Textauszug:
============

Rüedi Pascal und Trachsel Benjamin, in: bratschiLETTER Compliance April 2024

Die EU überarbeitet die Richtlinie zu Verpackungen und Verpackungsabfällen von 1994 (94/62/EG) und hat am 15. März 2024 den vorläufigen Text für eine neue Verordnung über Verpackungen und Verpackungsabfälle veröffentlicht. Damit will die EU die Kreislaufwirtschaft in Gang bringen und dem Anstieg von Verpackungsabfällen Herr werden.

1. Ungenügende geltende Rechtsgrundlagen in der EU

 

Aktuell sind Verpackungen und Verpackungsabfälle in der Richtlinie 94/62/EC geregelt. Diese zielt darauf ab, die einzelstaatlichen Massnahmen zu harmonisieren und die Umwelt zu schützen. Dabei müssen die Mitgliedsstaaten sicherstellen, dass Verpackungen, welche in der EU in Verkehr gebracht werden, gewisse Anforderungen bei der Herstellung, Kennzeichnung, Wiederverwertbarkeit und Verwertbarkeit erfüllen. 

 

Die Europäische Kommission hat jedoch im Jahr 2022 drei Problembereiche der geltenden Richtlinie 94/62/EC identifiziert: stetig ansteigende Menge von anfallenden Verpackungsabfällen, Hindernisse bei der Kreislauffähigkeit von Verpackungen und die geringe Verwendung von Rezyklat Anteilen in Verpackungen. Sie führt diese Probleme primär auf Mängel in der geltenden Richtlinie und mangelhafte Umsetzung und Durchsetzung in den Mitgliedsstaaten zurück, welche durch ein Versagen des Binnenmarktes in diesem Zusammenhang noch verschärft werden.

============

Bereitgestellte Daten:
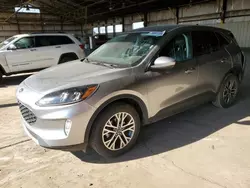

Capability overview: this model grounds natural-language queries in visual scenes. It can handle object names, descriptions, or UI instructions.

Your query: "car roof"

[15,33,73,37]
[133,25,229,32]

============

Aufgabe:
Führen Sie den Text zur geplanten EU-Verordnung über Verpackungen und Verpackungsabfälle im Anschluss an seinen letzten Satz weiter.

Ergebnis:
2. Kernelemente der neuen Verpackungsregulierung in der EU

 

Im März 2024 haben sich die relevanten politischen Institutionen der EU nach Verhandlungen grundsätzlich politisch auf einen Vorschlag für eine EU-Verordnung über Verpackungen und Verpackungsabfälle («PPWR») geeinigt. Anders als die bestehende Richtlinie 94/62/EC soll die neue Regelung in Form einer verbindlichen EU-Verordnung erfolgen, welche in den Mitgliedsstaaten direkt anwendbar sein soll. Damit sollen einheitliche Regelungen in der ganzen EU sichergestellt und die uneinheitliche und ungenügende Umsetzung in den einzelnen Jurisdiktionen verhindert werden. Die PPWR wird Teil des Europäischen «Green Deals» sein. 

 

Im Kern sieht die neue Verordnung (i) verbindliche Ziele, um die Menge der entstehenden Verpackungsabfälle zu reduzieren, und (ii) bestimmte Anforderungen an ein recycling-freundliches Design von Verpackungen vor, sowie die Verwendung von rezyklierten Materialien. Insbesondere sollen künftig sämtliche Verpackungen wiederverwertbar sein. Konkretisierende Vorgaben in diesem Zusammenhang liegen aber noch nicht vor und werden erst per 1. Januar 2028 in Kraft treten.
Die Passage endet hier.